> [Coordinate labeling data]:
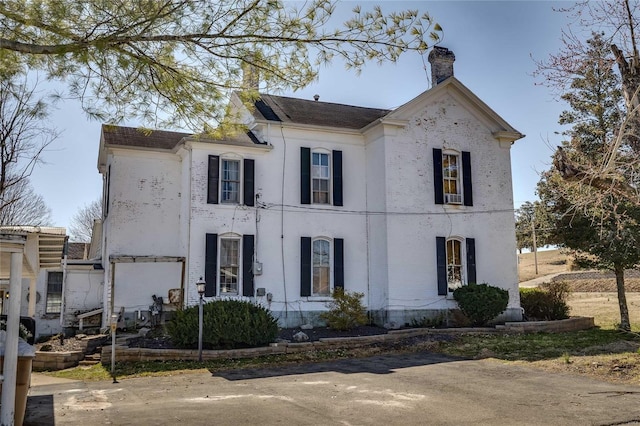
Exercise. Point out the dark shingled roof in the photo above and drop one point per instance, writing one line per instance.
(157, 139)
(75, 251)
(302, 111)
(131, 136)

> [Directions]: Reproduce the listing above line by line with its wording unchanged. Scale every point coordinate by 2.5 and round to the nearest whole number, with halves rounding up, and please leave out the pictures.

> [Solution to the problem]:
Exercise. Point out the dark shingled roof in the photo above and drop one point per instance, writing one line per instance.
(393, 348)
(188, 628)
(755, 278)
(328, 340)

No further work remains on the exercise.